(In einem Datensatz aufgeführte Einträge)
== == ==

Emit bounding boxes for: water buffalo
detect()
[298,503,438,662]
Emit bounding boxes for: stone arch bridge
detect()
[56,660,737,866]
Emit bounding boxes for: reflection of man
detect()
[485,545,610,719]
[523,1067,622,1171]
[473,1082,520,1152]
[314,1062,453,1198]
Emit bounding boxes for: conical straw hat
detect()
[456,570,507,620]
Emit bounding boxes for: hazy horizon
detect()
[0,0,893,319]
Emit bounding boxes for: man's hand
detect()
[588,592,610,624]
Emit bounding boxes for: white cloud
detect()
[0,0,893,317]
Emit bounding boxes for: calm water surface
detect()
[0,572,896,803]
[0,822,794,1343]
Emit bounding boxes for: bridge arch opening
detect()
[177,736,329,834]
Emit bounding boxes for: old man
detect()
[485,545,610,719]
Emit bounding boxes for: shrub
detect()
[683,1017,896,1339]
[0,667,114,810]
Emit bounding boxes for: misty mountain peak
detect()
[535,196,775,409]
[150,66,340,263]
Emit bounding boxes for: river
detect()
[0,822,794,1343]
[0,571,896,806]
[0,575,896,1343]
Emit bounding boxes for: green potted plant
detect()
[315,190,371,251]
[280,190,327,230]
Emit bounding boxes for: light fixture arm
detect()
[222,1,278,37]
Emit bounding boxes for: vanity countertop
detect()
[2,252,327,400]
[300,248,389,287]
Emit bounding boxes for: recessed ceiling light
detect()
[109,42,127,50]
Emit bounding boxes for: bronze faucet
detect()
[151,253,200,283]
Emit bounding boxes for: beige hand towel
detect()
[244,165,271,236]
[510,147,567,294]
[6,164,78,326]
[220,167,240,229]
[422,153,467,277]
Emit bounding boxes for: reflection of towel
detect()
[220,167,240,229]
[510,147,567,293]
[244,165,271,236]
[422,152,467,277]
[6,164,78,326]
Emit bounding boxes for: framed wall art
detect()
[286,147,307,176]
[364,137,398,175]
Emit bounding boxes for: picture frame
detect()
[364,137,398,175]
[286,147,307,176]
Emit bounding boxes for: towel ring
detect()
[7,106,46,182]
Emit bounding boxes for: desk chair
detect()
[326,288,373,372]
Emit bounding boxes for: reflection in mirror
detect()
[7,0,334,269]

== == ==

-- Auszuführende Aufgabe --
Schreibe die obigen Daten vollständig und Zeile für Zeile ohne jede Änderung ab.

-- Richtige Antwort --
Emit bounding boxes for: water buffalo
detect()
[298,503,438,662]
Emit bounding boxes for: stone arch bridge
detect()
[56,660,737,866]
Emit bounding boxes for: reflection of man
detect()
[485,545,610,719]
[523,1067,622,1171]
[473,1082,520,1152]
[314,1062,453,1198]
Emit bounding boxes for: conical straw hat
detect()
[456,570,507,620]
Emit bounding boxes for: hazy horizon
detect()
[0,0,893,319]
Emit bounding boxes for: man's hand
detect()
[588,592,610,624]
Emit bounding boxes for: white cloud
detect()
[0,0,893,317]
Emit bounding boxes for: calm water surface
detect()
[0,572,896,803]
[0,822,794,1343]
Emit bounding boxes for: bridge arch opening
detect()
[177,736,329,834]
Emit bounding boxes for: old man
detect()
[485,545,610,719]
Emit bounding boxes for: shrub
detect()
[683,1017,896,1339]
[0,667,114,810]
Emit bounding boxes for: misty mountain peak
detect()
[535,196,775,409]
[150,66,340,263]
Emit bounding boxes for: river
detect()
[0,822,794,1343]
[0,571,896,806]
[0,575,896,1343]
Emit bounding boxes for: green potted plant
detect()
[315,190,371,251]
[280,190,327,230]
Emit bounding boxes for: light fixture arm
detect()
[222,1,278,37]
Emit bounding boxes for: vanity countertop
detect()
[2,252,327,400]
[300,248,389,287]
Emit bounding boxes for: recessed ceiling light
detect()
[109,42,127,50]
Emit bounding boxes for: bronze faucet
detect()
[151,253,200,283]
Emit bounding boxes for: beige hand towel
detect()
[244,165,271,236]
[510,147,567,294]
[6,164,78,326]
[220,167,240,229]
[422,153,467,277]
Emit bounding boxes for: reflection of towel
detect()
[220,167,240,229]
[510,147,567,293]
[244,165,271,236]
[422,152,467,277]
[6,164,78,326]
Emit bounding boxes for: framed wall art
detect()
[286,147,307,176]
[364,137,398,175]
Emit bounding boxes for: picture frame
detect()
[364,137,398,175]
[286,147,307,176]
Emit bounding boxes for: towel ring
detect()
[7,106,46,182]
Emit bounding boxes for: desk chair
detect()
[326,288,373,372]
Emit bounding boxes for: reflection in mirror
detect()
[7,0,334,269]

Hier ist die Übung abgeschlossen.